Exercise set:
1: Translate this sentence from the article on the Minnesota National Guard's Iraq deployment into Spanish: "The division’s headquarters, special troops battalion, division band and 34th Military Police Company will receive pre-deployment training at Fort Lewis, Wash."
2: Write out the part of the Minnesota National Guard deployment article starting with "The division headquarters" and going on through "of the country.".

Minnesota National Guard to Command Active-Duty Forces in Iraq
WASHINGTON, Dec. 11, 2008 — For only the second time since 9/11, a U.S. Army National Guard division headquarters will deploy to command active-duty forces in combat.
The Defense Department and Minnesota National Guard today announced that more than 1,000 soldiers from the 34th “Red Bull” Infantry Division will mobilize for training in February for a yearlong deployment to Iraq that will begin in April.
“Minnesotans have grown accustomed to our National Guard forces leaving their families, employers, farms and communities in order to carry out vital missions in harm’s way,” Army Maj. Gen. Larry W. Shellito, the state’s adjutant general, said during a press conference today at the Rosemont National Guard Armory in Rosemont, Minn.
More than 17,000 citizen-soldiers and ‑airmen from Minnesota units have deployed since 9/11, but this particular mission is different, Shellito said.
“The scope of this mission is unprecedented for the modern Minnesota National Guard,” he said.
The division headquarters will provide leadership, command and control, and in-depth staff analysis for more than 16,000 U.S., Salvadoran, Lithuanian and Romanian coalition troops in the southern third of the country.
The “Red Bulls” also will have direct partnership with more than 40,000 Iraqi soldiers and policemen across eight of Iraq’s 18 provinces, all of which have been transitioned to provincial Iraqi control. Coalition troops in the region are employed in a supporting role to Iraqi security forces, Shellito said.
“The images of U.S. troops fighting at close quarters in intense street battles are images of the past,” he said. “In order to make this transition happen we now need troops who are not only proficient in military skills, but are adept in assisting civil authorities as well.”
Security responsibilities in the region “rest with professional and capable Iraqi security forces,” Army Maj. Gen. Richard C. Nash, commander of the 34th Infantry Division, said during the press conference. He added that the days of “U.S.-only operations” in Iraq are mostly over.
“Our mission will be grounded with our relationship with the Iraqis,” Nash said. “We will conduct all operations by, with and through Iraqi security forces. The measure of success for the 34th [Infantry] Division will be to what extent the government of Iraq is capable of providing for its own population.”
The division primarily will focus on working with embedded provincial reconstruction teams from the U.S. State Department to improve infrastructure and essential services as well as help the local governments stimulate the economy and job opportunities.
“This is where our citizen-soldiers will distinguish themselves,” Nash said, citing that his unit includes soldiers with years of experience in business, agriculture, law enforcement, law, medicine and other city services. “We are committed to applying our civilian- and military-acquired skills to enabling Iraqi institutions to provide for their own people.”
The division’s headquarters, special troops battalion, division band and 34th Military Police Company will receive pre-deployment training at Fort Lewis, Wash. In Iraq, they will relieve the 10th Mountain Division headquarters as Multinational Division Center.

Listed entries:
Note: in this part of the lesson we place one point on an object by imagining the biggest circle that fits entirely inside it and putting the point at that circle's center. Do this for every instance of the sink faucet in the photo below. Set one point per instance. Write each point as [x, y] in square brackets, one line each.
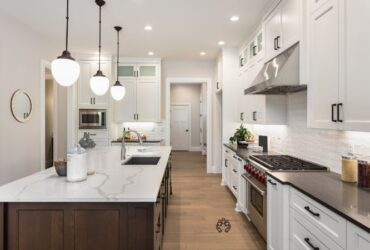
[123, 145]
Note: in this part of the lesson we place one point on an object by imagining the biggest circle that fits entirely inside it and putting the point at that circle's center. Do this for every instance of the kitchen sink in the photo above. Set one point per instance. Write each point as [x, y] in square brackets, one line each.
[137, 160]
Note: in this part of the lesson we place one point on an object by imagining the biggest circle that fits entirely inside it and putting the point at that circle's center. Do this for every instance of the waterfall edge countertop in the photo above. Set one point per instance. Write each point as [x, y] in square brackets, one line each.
[112, 181]
[345, 199]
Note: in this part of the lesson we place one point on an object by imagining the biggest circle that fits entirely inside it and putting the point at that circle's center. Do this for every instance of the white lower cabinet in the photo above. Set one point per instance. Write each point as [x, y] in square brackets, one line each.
[304, 235]
[357, 239]
[295, 221]
[277, 215]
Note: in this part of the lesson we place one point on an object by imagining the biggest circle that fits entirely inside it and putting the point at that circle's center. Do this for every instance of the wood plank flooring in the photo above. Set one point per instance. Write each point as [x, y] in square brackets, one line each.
[197, 203]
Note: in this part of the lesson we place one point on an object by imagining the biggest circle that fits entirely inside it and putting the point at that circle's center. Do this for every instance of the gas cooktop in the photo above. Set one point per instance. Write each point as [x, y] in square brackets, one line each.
[286, 163]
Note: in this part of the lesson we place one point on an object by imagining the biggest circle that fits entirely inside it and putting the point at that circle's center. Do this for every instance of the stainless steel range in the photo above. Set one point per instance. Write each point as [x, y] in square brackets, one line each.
[256, 169]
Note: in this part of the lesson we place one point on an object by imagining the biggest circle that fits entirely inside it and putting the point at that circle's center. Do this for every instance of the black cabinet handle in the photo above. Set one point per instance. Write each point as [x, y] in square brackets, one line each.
[271, 182]
[332, 112]
[338, 111]
[311, 212]
[310, 244]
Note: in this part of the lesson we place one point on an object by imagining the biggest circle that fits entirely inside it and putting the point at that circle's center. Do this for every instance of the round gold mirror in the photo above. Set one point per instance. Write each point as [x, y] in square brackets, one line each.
[21, 106]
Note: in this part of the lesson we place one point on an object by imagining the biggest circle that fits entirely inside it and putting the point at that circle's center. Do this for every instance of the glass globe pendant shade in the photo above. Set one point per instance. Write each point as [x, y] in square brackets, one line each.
[65, 70]
[118, 91]
[99, 84]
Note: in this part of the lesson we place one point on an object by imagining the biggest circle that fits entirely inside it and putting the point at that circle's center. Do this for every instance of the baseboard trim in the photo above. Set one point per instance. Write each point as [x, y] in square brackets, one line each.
[194, 149]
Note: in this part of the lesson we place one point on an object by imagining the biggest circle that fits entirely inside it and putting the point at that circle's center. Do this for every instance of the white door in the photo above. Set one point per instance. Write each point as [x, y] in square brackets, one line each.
[355, 88]
[148, 101]
[125, 110]
[324, 66]
[180, 127]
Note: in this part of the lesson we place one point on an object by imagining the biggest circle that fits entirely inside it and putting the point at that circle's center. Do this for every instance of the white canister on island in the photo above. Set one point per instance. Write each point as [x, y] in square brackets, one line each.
[77, 165]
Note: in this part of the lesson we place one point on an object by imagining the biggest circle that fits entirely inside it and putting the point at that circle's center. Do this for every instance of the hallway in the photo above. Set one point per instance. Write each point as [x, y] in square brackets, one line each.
[198, 202]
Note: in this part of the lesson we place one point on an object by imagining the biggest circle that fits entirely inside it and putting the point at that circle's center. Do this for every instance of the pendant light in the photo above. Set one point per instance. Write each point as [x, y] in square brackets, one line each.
[65, 69]
[99, 83]
[117, 90]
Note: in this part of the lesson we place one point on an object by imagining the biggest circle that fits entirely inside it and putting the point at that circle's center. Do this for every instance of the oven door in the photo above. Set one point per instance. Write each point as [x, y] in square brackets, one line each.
[92, 119]
[257, 204]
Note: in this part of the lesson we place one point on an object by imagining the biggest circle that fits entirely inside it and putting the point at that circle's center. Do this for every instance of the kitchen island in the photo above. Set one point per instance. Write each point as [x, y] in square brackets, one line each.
[119, 207]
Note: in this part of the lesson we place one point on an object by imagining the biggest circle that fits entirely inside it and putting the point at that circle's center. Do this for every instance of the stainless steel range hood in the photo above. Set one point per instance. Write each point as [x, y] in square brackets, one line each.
[278, 76]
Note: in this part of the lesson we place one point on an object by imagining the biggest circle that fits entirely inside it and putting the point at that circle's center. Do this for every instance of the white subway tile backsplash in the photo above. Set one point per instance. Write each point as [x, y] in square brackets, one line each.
[321, 146]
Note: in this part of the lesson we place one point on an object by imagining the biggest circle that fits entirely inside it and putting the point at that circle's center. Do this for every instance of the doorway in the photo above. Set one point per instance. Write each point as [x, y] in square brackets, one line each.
[181, 126]
[206, 107]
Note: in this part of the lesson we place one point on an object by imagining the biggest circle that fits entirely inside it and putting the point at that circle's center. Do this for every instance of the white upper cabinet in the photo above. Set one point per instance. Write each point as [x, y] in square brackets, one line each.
[252, 52]
[86, 98]
[283, 27]
[354, 102]
[338, 89]
[324, 66]
[142, 102]
[125, 110]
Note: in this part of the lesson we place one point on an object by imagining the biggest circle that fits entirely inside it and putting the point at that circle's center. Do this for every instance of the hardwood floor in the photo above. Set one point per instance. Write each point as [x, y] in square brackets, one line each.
[197, 203]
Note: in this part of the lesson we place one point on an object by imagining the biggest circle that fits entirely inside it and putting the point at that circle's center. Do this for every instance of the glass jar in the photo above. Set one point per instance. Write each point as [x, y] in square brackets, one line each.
[363, 173]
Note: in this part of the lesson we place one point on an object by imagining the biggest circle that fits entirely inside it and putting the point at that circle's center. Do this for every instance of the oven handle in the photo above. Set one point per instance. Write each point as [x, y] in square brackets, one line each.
[262, 192]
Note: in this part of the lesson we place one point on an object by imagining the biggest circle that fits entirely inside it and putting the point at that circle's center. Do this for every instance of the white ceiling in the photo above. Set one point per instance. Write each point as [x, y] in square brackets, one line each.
[181, 28]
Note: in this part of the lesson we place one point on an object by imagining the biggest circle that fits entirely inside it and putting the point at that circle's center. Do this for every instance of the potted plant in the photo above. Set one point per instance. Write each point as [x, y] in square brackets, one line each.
[241, 136]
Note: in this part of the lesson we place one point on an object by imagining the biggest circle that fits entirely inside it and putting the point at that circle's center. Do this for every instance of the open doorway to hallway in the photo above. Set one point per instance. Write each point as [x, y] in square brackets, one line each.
[53, 118]
[188, 117]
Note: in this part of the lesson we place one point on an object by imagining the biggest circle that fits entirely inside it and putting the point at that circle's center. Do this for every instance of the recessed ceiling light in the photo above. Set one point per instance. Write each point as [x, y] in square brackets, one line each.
[234, 18]
[148, 27]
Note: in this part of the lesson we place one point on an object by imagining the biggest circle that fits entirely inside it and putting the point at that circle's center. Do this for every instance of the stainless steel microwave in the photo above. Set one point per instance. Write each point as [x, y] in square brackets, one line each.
[93, 119]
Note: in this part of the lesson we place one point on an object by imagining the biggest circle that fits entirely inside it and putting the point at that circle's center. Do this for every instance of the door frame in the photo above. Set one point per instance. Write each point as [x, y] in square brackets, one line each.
[44, 66]
[191, 80]
[189, 121]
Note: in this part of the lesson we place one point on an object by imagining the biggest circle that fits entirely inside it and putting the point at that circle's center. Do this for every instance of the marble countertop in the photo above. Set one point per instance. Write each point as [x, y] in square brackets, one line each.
[112, 181]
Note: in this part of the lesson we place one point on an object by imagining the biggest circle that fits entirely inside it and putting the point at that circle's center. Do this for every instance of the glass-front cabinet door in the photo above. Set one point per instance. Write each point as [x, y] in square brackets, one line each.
[127, 71]
[146, 71]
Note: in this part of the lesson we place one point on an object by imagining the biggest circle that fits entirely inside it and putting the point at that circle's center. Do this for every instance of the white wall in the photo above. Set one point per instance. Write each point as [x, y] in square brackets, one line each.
[317, 145]
[189, 93]
[21, 52]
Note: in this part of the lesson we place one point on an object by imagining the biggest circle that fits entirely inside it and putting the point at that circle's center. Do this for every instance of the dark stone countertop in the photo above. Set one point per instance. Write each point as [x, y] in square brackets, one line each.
[345, 199]
[136, 141]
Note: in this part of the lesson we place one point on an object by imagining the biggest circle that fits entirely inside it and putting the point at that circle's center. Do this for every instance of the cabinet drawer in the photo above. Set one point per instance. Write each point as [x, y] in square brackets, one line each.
[234, 184]
[315, 4]
[333, 225]
[304, 235]
[357, 238]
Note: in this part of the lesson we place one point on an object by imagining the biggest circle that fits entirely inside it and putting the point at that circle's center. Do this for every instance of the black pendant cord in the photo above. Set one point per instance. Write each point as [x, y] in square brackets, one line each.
[99, 34]
[117, 51]
[67, 30]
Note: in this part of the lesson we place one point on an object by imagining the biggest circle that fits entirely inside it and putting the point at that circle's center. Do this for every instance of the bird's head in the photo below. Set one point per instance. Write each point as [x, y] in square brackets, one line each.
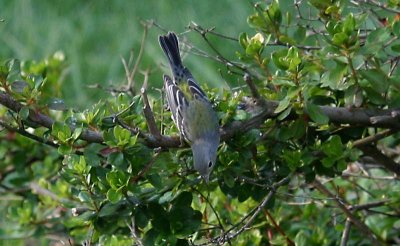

Answers to the tasks:
1: El cuartel general de la división, el batallón de tropas especiales, la banda de la división y la 34.ª Compañía de Policía Militar recibirán entrenamiento previo al despliegue en Fort Lewis, Wash.

2:
The division headquarters will provide leadership, command and control, and in-depth staff analysis for more than 16,000 U.S., Salvadoran, Lithuanian and Romanian coalition troops in the southern third of the country.